Reproduce each line of the material precisely.

• _Dataset rows_
· · · ·

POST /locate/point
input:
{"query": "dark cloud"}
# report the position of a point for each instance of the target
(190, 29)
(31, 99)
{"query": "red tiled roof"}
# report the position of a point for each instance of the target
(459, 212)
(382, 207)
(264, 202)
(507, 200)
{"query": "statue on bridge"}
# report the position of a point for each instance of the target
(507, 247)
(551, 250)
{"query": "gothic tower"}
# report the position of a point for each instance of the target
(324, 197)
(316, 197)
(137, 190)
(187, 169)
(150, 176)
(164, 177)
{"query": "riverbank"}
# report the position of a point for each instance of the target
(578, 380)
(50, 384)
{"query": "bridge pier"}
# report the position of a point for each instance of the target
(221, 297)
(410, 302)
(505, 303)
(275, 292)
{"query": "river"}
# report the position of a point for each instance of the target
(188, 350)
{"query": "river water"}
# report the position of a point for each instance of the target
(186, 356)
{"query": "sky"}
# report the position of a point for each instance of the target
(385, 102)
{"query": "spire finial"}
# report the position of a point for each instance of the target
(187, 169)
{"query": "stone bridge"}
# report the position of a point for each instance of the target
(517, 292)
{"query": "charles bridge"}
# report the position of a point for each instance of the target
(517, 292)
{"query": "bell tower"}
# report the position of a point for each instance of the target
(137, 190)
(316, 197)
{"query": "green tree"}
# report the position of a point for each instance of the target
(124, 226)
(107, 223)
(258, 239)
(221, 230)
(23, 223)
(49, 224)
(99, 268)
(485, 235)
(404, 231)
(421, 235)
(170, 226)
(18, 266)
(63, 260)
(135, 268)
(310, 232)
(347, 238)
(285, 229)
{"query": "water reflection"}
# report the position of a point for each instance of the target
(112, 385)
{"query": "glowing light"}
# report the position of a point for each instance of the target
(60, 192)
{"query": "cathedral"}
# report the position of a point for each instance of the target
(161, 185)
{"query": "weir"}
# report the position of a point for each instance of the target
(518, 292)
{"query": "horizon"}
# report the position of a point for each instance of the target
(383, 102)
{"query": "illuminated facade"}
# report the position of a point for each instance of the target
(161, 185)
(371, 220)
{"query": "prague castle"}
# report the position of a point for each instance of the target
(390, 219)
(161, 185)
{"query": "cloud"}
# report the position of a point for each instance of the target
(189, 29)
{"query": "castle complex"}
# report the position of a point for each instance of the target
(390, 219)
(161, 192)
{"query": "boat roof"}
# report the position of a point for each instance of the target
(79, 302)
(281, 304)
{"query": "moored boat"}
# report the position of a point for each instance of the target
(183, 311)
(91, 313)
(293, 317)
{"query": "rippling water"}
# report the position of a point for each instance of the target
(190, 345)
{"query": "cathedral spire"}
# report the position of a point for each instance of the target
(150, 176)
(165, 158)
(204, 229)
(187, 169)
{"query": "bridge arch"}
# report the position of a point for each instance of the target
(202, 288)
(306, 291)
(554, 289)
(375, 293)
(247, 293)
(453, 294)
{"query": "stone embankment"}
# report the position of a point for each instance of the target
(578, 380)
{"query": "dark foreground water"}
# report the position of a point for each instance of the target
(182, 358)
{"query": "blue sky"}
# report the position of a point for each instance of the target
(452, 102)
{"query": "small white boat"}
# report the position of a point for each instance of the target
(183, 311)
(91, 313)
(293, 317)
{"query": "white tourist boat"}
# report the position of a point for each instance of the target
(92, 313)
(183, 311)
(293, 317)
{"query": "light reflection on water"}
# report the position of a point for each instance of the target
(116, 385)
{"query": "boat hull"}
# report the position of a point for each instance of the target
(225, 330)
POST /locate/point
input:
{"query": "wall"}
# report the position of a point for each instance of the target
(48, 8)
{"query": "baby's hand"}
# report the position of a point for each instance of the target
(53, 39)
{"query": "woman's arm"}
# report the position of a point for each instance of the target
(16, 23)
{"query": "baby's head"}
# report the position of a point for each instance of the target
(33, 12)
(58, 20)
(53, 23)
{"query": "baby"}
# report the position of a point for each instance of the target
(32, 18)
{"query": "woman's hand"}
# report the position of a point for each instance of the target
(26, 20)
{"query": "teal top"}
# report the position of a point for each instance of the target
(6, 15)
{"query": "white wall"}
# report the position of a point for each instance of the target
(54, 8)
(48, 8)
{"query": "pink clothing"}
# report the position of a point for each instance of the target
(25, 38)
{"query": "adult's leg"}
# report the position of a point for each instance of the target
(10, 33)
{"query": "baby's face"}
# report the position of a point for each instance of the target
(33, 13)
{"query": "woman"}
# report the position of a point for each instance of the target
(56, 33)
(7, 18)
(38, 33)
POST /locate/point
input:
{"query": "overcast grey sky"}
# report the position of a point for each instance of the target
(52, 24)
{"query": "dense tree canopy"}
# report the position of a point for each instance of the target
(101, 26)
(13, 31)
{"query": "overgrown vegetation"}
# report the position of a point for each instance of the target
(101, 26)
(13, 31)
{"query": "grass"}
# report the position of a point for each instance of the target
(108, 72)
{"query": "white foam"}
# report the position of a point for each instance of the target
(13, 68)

· · · ·

• _Written response_
POST /locate/point
input:
{"query": "dark cloud"}
# report the position of a point for each instance of the target
(190, 29)
(31, 99)
{"query": "red tiled roof"}
# report the position of a point for each instance of the target
(459, 212)
(382, 207)
(264, 202)
(507, 200)
{"query": "statue on bridge"}
# report the position of a point for each instance of the target
(507, 247)
(551, 250)
{"query": "gothic tower"}
# report the position of a point for each instance of the target
(324, 197)
(316, 197)
(137, 190)
(187, 169)
(150, 176)
(164, 177)
{"query": "riverbank"}
# report the position of a point for each instance of the target
(578, 380)
(50, 384)
{"query": "bridge pier"}
# report the position of a point for each instance of the target
(221, 297)
(410, 302)
(505, 303)
(275, 292)
{"query": "river"}
# report the position of a point for each instance of the target
(188, 350)
{"query": "river water"}
# report the position of a point for each instance of the target
(186, 356)
{"query": "sky"}
# report the position of a point for each instance of the target
(385, 102)
{"query": "spire finial"}
# report the position of a point for each instance of the target
(187, 169)
{"query": "stone bridge"}
# report the position of a point for each instance of the target
(517, 292)
{"query": "charles bridge"}
# report the position of a point for each instance of the target
(517, 292)
{"query": "bell tower"}
# report the position of a point for each instance of the target
(137, 190)
(316, 197)
{"query": "green tree"}
# report the position of a point for each instance of the target
(124, 226)
(107, 223)
(258, 239)
(221, 230)
(23, 223)
(49, 224)
(99, 268)
(485, 235)
(404, 231)
(421, 235)
(170, 226)
(18, 266)
(63, 260)
(135, 268)
(310, 232)
(347, 238)
(285, 229)
{"query": "water reflection"}
# report the position of a point for each instance of the target
(112, 385)
{"query": "glowing light"}
# report the position of a point for each instance of the target
(60, 192)
{"query": "cathedral"}
# report the position of a point for each instance of the target
(161, 185)
{"query": "weir"}
# report the position of a point for each instance of the target
(518, 292)
{"query": "horizon"}
# report the position of a point for each instance of the target
(383, 102)
{"query": "illuminated facade"}
# report the position of a point for each instance of the target
(161, 185)
(371, 220)
{"query": "prague castle"}
# report the position of a point for each instance of the target
(390, 219)
(161, 185)
{"query": "cloud"}
# report the position of a point for each instance of the target
(189, 29)
{"query": "castle complex"}
# report the position of a point for each instance of the target
(390, 219)
(161, 192)
{"query": "boat roof"}
# report the position of a point for each instance of the target
(79, 302)
(281, 304)
{"query": "moored boat"}
# report the position of a point for each instance of the target
(183, 311)
(91, 313)
(293, 317)
{"query": "rippling water"}
# report the position of a point for each instance of the target
(190, 345)
{"query": "cathedral spire"}
# report the position of a point for each instance of the target
(150, 176)
(165, 158)
(204, 229)
(187, 169)
{"query": "bridge arch"}
# report the position of a point for each instance of the target
(202, 288)
(306, 291)
(554, 289)
(375, 293)
(247, 293)
(453, 294)
{"query": "stone embankment"}
# report the position of a point for each instance of the target
(578, 380)
{"query": "dark foreground water"}
# report the position of a point for each instance of the target
(182, 358)
{"query": "blue sky"}
# report the position of a point for each instance of the target
(452, 102)
{"query": "small white boat"}
# report the position of a point for each instance of the target
(183, 311)
(91, 313)
(293, 317)
{"query": "white tourist boat"}
# report the position of a point for each instance of the target
(92, 313)
(183, 311)
(293, 317)
{"query": "light reflection on water"}
# report the position of a point for each instance of the target
(116, 385)
{"query": "boat hull"}
# report the position of a point for each instance of the target
(225, 330)
POST /locate/point
input:
{"query": "wall"}
# report the position of a point for each instance of the target
(48, 8)
{"query": "baby's hand"}
# report the position of a point for each instance of the target
(53, 39)
{"query": "woman's arm"}
# report the position of a point for each instance of the target
(16, 23)
{"query": "baby's head"}
# report the position of a point for each instance of the target
(33, 12)
(58, 20)
(53, 23)
{"query": "baby"}
# report the position of a point for each instance of the target
(32, 18)
{"query": "woman's hand"}
# report the position of a point for each instance of the target
(26, 20)
{"query": "teal top"}
# report the position of a point for each instance of the target
(6, 15)
{"query": "white wall"}
# report the position of a point for each instance of the target
(54, 8)
(48, 8)
{"query": "pink clothing"}
# report the position of a point for each instance of the target
(25, 38)
{"query": "adult's leg"}
# report the position of a point for each instance of the target
(10, 33)
{"query": "baby's face"}
# report the position of a point for each instance of the target
(33, 13)
{"query": "woman"}
# report the position of a point for each instance of the target
(56, 33)
(7, 18)
(38, 33)
POST /locate/point
input:
{"query": "overcast grey sky"}
# report the position of a point for each instance of the target
(52, 24)
{"query": "dense tree canopy"}
# report the position of a point for each instance of the target
(101, 26)
(13, 31)
{"query": "overgrown vegetation"}
# report the position of a point for each instance of the target
(101, 26)
(13, 31)
{"query": "grass"}
# report the position of a point for each instance of the target
(108, 72)
{"query": "white foam"}
# report the position of a point for each instance of the target
(13, 68)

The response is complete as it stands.